Die Berufung der Beklagten hatte keinen Erfolg.
Der Oberste Gerichtshof hielt den Anspruch der Klägerin auf Ersatz der Auslagen für eine Hilfskraft für gerechtfertigt.
Rechtliche Beurteilung
Aus den Entscheidungsgründen:
Die Revision der Beklagten ist nicht gerechtfertigt.
Sie wenden sich gegen die Ansicht der Vorinstanzen, die Klägerin sei zur Geltendmachung der Aufwendungen für die Hilfskraft legitimiert. Sie versuchen darzutun, daß es sich hiebei um einen nicht verfolgbaren indirekten Schaden des Gatten der Klägerin handle. Sie gehen aber dabei insoweit, als sie unterstellen, die Klägerin leiste keine über den Rahmen ihrer Beistandspflicht nach § 92 ABGB. hinausgehenden Arbeiten, das Gastwirtsgeschäft werde vom Gatten der Klägerin allein auf seine eigene Rechnung geführt, nicht vom festgestellten Sachverhalt aus. Bei Zugrundelegung der Feststellungen der Vorinstanzen ist die Annahme, das Gastwirtsgeschäft werde von beiden Eheleuten als Gesellschafter einer Gesellschaft bürgerlichen Rechtes geführt, unbedenklich. Daran vermag auch nichts zu ändern, daß der Gatte der Klägerin allein Inhaber der Konzession ist. Denn dies betrifft nur das Verhältnis der Gewerbebehörde gegenüber, nicht aber die privatrechtlichen Verhältnisse der beiden Ehegatten untereinander. Die Meinung der Beklagten, der Abschluß einer solchen Erwerbsgesellschaft hätte, um über das interne Verhältnis zwischen den Ehegatten hinaus Wirkungen erzeugen zu können, der Form eines Notariatsaktes bedurft, ist unzutreffend. Die Unterscheidung zwischen dem Innen- und Außenverhältnis, wie sie die Beklagten vornehmen wollen, entbehrt, soweit es sich um das rechtswirksame Zustandekommen der Erwerbsgesellschaft handelt, jeder Begründung.

• Bereitgestellte Daten

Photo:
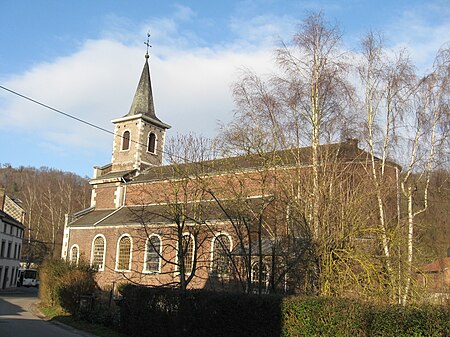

• Deine Aufgabe
Setze die Gerichtsentscheidung über den Ersatz der Kosten für eine Hilfskraft im Anschluss an ihren letzten Satz fort. Die Daten haben mit dem Dokumenttext nichts zu tun.

• Ergebnis
Den Vorinstanzen ist darin beizupflichten, daß es sich bei den Aufwendungen für die Hilfskraft, die deshalb herangezogen werden muß, weil die Klägerin infolge der beim Unfall erlittenen Verletzungen nicht mehr so wie früher im Gastwirtsgeschäft mitarbeiten kann, um einen Schaden handelt, den die Klägerin selber geltend machen kann. Zu einer Heranziehung der Bestimmung des § 839 ABGB. fehlt es an den entsprechenden Voraussetzungen. Es handelt sich nicht, wie die Beklagten meinen, um eine die Gesellschaft treffende Last im Sinne dieser Gesetzesstelle. Es muß der Klägerin zugebilligt werden, daß sie das Erforderliche veranlaßt, damit die von ihr vor dem Unfall für den Gastwirtsbetrieb geleisteten Arbeiten auch weiterhin im gleichen Umfang verrichtet werden (vgl. hinsichtlich des ähnlich gelagerten Falles der Geltendmachung der Aufwendungen für eine durch die Verletzung der Ehefrau notwendig gewordene Haushaltshilfe die Entscheidungen JBl. 1961 S, 419, ZVR. 1966 Nr. 61).